▶ Stated exercise:
Starting at the line containing "Note: point to every instance of the car wheel" and ending at the last line of the data below, rewrite those lines with every "Entries" replaced by "Points". Leave everything else unchanged.

▶ Data provided:
* * *

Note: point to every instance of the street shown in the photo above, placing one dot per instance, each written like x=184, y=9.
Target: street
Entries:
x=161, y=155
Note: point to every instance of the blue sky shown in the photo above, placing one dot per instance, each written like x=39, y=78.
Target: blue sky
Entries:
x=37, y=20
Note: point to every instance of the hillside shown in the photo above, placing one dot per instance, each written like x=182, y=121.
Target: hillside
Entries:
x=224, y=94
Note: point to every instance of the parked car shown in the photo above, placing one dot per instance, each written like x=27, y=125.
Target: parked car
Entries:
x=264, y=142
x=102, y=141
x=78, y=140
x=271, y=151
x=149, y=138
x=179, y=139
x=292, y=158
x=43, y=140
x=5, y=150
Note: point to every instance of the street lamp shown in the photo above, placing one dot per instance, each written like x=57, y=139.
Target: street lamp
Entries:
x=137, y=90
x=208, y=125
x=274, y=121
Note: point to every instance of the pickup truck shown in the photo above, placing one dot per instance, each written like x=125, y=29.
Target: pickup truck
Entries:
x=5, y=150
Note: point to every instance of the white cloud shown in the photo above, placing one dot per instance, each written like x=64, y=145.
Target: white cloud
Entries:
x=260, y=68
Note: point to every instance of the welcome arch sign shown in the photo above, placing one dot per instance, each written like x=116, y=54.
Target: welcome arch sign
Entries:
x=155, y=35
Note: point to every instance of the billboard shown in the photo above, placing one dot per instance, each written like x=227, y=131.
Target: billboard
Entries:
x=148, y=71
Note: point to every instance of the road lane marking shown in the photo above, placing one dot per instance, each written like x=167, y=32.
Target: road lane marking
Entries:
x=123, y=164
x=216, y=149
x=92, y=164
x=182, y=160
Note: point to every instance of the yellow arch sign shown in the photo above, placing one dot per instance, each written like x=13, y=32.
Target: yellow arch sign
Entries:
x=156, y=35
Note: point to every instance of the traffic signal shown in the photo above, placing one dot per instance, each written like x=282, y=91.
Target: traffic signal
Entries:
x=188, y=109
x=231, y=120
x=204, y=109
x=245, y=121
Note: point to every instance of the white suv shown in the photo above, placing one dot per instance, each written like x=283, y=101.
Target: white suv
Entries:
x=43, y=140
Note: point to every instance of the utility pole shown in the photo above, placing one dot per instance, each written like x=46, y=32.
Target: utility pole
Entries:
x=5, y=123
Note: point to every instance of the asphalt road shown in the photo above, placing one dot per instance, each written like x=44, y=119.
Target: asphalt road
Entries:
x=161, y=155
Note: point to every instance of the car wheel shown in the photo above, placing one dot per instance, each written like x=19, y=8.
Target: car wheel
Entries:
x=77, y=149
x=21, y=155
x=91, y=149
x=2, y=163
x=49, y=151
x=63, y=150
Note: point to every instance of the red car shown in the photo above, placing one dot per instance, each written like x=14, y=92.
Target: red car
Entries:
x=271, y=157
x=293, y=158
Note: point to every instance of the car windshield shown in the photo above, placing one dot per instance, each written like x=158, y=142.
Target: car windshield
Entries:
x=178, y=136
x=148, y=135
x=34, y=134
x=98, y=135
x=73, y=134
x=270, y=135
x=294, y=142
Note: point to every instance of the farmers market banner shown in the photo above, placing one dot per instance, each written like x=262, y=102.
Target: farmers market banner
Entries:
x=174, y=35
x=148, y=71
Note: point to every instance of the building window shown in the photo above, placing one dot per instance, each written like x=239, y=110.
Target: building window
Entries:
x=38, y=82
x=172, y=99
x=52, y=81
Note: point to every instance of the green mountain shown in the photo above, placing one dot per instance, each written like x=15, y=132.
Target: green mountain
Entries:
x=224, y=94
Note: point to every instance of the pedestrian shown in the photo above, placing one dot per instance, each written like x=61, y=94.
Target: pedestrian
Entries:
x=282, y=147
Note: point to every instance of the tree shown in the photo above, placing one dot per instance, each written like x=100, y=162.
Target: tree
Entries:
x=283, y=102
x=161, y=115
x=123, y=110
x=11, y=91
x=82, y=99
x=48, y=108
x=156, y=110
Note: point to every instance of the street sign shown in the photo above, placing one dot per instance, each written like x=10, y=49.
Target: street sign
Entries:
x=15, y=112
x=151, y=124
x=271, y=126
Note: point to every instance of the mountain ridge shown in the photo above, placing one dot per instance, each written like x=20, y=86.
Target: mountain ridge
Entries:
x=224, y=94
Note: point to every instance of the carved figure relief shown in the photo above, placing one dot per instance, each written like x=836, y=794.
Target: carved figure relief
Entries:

* * *

▶ Expected output:
Note: point to every instance of the car wheel shown in the photo above, placing one dot per instance, each written like x=19, y=8.
Target: car wheel
Points:
x=77, y=149
x=21, y=155
x=91, y=149
x=2, y=163
x=49, y=151
x=63, y=150
Note: point to every instance of the red car shown in the photo above, placing one dot per instance, each written like x=14, y=92.
Target: red car
Points:
x=271, y=157
x=293, y=158
Note: point to every instance of the car windshield shown in the photo above, placing one dot per instance, each written like x=158, y=142.
Target: car windshield
Points:
x=178, y=136
x=148, y=135
x=34, y=134
x=98, y=135
x=73, y=134
x=270, y=135
x=294, y=142
Note: point to every instance of the farmers market banner shown in the photo above, placing one dot per instance, each written like x=262, y=102.
Target: farmers market banner
Points:
x=174, y=35
x=148, y=71
Note: point to every instance of the building window shown in the photo above, placing one dot per instance, each written like x=239, y=110.
Target: building window
Points:
x=38, y=82
x=172, y=99
x=52, y=81
Note: point to every instance of the green mountain shown in the photo above, placing one dot per instance, each written like x=15, y=132.
Target: green mountain
Points:
x=224, y=94
Note: point to every instance of the pedestrian shown in the photo above, placing one dot per instance, each written like x=61, y=94.
Target: pedestrian
Points:
x=282, y=147
Note: point to every instance of the tree shown in the photo above, placing one dot per instance, each written like x=100, y=162.
Target: tree
Points:
x=283, y=102
x=161, y=115
x=123, y=110
x=11, y=91
x=82, y=99
x=48, y=108
x=156, y=110
Note: point to every instance of the street sign shown in the photo above, placing one dot per instance, each written like x=10, y=49.
Target: street sign
Points:
x=15, y=112
x=151, y=124
x=271, y=126
Note: point to every instance of the mountain ridge shown in the photo above, placing one dot per instance, each written like x=20, y=86.
Target: mountain ridge
Points:
x=224, y=94
Note: point to every instance of the carved figure relief shown in the photo above, placing one dot per instance, each written like x=836, y=794.
Target: carved figure relief
Points:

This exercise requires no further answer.